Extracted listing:
============

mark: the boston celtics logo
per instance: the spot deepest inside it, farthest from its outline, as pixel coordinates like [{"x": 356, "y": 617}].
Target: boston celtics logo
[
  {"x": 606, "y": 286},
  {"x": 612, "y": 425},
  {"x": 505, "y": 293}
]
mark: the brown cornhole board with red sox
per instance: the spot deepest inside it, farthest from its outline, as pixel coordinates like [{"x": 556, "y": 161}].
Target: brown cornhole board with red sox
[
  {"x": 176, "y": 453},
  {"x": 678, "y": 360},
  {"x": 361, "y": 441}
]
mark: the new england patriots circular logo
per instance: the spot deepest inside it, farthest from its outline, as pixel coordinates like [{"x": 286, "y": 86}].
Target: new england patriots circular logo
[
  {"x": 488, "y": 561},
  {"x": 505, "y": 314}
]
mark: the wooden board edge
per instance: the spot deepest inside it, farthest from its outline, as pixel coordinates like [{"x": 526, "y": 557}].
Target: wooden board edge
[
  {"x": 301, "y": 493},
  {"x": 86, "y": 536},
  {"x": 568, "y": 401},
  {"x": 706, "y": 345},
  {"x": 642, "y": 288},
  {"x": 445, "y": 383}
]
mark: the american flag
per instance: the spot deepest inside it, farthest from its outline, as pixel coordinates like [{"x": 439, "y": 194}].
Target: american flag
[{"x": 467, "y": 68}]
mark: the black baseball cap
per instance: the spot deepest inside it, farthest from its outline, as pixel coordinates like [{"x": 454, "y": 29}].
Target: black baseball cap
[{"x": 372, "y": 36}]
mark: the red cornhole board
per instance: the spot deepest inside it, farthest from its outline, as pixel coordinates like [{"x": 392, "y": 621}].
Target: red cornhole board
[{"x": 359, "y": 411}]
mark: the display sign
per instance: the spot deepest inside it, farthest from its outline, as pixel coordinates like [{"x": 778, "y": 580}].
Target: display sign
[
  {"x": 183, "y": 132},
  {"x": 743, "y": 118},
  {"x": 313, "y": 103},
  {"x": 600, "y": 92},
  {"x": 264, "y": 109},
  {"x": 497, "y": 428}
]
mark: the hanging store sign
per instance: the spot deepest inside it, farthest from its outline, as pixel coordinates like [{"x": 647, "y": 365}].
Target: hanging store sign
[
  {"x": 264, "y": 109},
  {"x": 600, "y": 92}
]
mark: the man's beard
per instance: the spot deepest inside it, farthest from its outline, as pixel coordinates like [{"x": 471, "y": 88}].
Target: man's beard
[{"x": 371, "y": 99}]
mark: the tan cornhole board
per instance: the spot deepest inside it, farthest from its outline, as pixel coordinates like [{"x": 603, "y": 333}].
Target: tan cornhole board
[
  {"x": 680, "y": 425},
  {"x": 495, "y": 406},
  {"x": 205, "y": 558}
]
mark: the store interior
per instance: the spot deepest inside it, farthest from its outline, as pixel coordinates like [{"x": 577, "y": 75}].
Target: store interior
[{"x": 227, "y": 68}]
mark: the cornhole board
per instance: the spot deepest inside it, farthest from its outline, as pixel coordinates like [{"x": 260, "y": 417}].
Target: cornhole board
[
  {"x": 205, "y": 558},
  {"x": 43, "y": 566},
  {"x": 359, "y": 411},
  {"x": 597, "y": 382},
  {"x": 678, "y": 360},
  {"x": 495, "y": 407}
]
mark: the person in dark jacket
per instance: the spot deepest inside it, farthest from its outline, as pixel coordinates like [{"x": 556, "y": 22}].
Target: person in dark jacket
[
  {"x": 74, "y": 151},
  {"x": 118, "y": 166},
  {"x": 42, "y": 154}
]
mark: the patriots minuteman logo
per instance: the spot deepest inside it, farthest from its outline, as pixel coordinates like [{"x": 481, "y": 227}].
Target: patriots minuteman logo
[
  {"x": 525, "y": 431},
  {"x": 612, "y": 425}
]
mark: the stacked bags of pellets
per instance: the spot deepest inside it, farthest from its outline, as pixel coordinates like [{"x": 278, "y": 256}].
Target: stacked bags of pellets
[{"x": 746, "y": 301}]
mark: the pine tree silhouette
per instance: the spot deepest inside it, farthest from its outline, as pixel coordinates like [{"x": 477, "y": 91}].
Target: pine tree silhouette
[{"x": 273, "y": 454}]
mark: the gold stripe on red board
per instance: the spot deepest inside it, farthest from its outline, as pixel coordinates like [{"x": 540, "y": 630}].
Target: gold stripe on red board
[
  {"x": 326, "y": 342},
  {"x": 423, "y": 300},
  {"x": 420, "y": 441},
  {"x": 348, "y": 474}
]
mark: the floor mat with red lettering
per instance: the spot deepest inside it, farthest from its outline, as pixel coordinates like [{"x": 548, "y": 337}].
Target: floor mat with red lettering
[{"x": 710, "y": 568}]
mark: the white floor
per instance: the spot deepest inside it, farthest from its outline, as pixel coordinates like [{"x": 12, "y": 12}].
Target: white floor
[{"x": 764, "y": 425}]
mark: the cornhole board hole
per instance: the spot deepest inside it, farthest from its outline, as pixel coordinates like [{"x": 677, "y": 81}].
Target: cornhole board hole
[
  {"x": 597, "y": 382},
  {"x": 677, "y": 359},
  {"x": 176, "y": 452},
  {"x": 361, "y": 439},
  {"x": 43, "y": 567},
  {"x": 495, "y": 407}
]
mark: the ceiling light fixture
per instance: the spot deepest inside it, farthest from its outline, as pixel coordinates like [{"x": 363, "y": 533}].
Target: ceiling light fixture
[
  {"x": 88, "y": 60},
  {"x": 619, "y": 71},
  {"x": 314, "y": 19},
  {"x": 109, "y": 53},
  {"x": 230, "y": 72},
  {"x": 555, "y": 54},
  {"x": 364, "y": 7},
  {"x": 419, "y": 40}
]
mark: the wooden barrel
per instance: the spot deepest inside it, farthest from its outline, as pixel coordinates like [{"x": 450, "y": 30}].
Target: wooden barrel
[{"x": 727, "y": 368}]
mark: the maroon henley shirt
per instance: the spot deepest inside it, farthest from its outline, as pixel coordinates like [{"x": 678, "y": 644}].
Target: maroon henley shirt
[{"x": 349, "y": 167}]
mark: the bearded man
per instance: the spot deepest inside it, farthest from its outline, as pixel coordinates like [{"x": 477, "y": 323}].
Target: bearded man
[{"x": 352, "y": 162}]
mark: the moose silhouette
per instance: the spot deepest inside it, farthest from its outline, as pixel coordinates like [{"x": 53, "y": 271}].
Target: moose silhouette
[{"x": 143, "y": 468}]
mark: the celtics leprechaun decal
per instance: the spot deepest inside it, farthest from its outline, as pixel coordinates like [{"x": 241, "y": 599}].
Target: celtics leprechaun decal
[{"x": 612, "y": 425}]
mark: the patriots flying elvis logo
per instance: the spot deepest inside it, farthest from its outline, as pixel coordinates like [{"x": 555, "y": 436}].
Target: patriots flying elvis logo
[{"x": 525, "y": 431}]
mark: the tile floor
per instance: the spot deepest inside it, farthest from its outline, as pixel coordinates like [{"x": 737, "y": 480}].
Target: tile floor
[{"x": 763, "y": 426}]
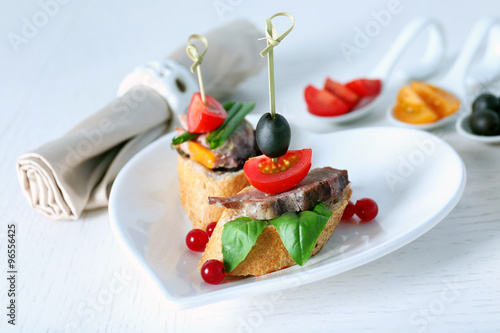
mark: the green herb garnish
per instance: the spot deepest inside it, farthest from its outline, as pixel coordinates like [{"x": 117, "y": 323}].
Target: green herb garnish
[
  {"x": 298, "y": 232},
  {"x": 230, "y": 124}
]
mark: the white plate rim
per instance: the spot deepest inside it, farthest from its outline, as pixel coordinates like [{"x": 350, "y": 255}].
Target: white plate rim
[{"x": 312, "y": 274}]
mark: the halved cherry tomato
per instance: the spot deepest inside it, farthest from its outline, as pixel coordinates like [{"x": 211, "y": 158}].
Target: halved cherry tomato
[
  {"x": 323, "y": 103},
  {"x": 270, "y": 177},
  {"x": 341, "y": 91},
  {"x": 365, "y": 87},
  {"x": 203, "y": 118}
]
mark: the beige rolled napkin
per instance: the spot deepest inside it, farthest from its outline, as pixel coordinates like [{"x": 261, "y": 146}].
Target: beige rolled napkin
[{"x": 63, "y": 178}]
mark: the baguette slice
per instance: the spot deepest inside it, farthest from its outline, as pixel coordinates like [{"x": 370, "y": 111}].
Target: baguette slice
[
  {"x": 269, "y": 254},
  {"x": 197, "y": 183}
]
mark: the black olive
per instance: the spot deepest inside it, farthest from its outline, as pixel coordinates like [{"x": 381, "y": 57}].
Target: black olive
[
  {"x": 273, "y": 135},
  {"x": 485, "y": 122},
  {"x": 486, "y": 101}
]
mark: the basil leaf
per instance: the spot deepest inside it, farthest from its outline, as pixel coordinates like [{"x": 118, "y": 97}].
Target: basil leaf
[
  {"x": 238, "y": 238},
  {"x": 299, "y": 232}
]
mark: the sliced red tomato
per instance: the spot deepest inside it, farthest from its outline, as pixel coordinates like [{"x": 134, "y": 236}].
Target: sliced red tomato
[
  {"x": 365, "y": 87},
  {"x": 323, "y": 103},
  {"x": 341, "y": 91},
  {"x": 203, "y": 118},
  {"x": 281, "y": 176}
]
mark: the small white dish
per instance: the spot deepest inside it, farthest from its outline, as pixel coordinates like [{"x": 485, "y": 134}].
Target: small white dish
[
  {"x": 454, "y": 80},
  {"x": 428, "y": 64},
  {"x": 415, "y": 178},
  {"x": 463, "y": 128}
]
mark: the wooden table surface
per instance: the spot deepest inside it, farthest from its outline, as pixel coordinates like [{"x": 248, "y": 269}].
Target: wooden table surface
[{"x": 73, "y": 277}]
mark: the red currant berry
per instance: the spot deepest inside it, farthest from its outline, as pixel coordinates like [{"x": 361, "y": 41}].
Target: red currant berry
[
  {"x": 348, "y": 211},
  {"x": 196, "y": 240},
  {"x": 366, "y": 209},
  {"x": 210, "y": 228},
  {"x": 213, "y": 271}
]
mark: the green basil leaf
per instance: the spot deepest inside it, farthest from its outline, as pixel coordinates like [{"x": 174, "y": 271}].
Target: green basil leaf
[
  {"x": 238, "y": 238},
  {"x": 299, "y": 231}
]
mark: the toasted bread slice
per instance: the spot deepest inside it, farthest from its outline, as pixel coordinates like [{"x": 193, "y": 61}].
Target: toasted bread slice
[
  {"x": 197, "y": 183},
  {"x": 269, "y": 254}
]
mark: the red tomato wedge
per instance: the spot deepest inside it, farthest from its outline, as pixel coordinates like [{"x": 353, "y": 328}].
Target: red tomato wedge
[
  {"x": 270, "y": 177},
  {"x": 365, "y": 87},
  {"x": 323, "y": 103},
  {"x": 203, "y": 118},
  {"x": 341, "y": 91}
]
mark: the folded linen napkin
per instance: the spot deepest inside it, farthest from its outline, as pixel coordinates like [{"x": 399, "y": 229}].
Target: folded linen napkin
[{"x": 63, "y": 178}]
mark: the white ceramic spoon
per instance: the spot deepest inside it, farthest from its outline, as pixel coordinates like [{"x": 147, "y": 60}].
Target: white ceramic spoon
[
  {"x": 428, "y": 64},
  {"x": 454, "y": 80}
]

============

**Directions**:
Repeat the part of the listing above that opens with the line containing "mark: the red tomato wedge" and runs through the end of the listing, both ends included.

**Exercise solution**:
mark: the red tomato wedge
per instance: the spot deepest inside it, farthest from its outline, as pixel coordinates like [{"x": 353, "y": 328}].
Target: red tomato wedge
[
  {"x": 270, "y": 177},
  {"x": 365, "y": 87},
  {"x": 323, "y": 103},
  {"x": 203, "y": 118},
  {"x": 341, "y": 91}
]
mark: the folded linen napkin
per instance: the spot deepest inside it, farthest from its outline, as pixel coordinates like [{"x": 399, "y": 229}].
Target: folded linen napkin
[{"x": 63, "y": 178}]
mark: the white ceramic spoon
per instance: the spot deepest inside it, farthest from its outline, as pixel coordinates like [{"x": 147, "y": 60}].
Target: white ceramic spoon
[
  {"x": 428, "y": 64},
  {"x": 454, "y": 80}
]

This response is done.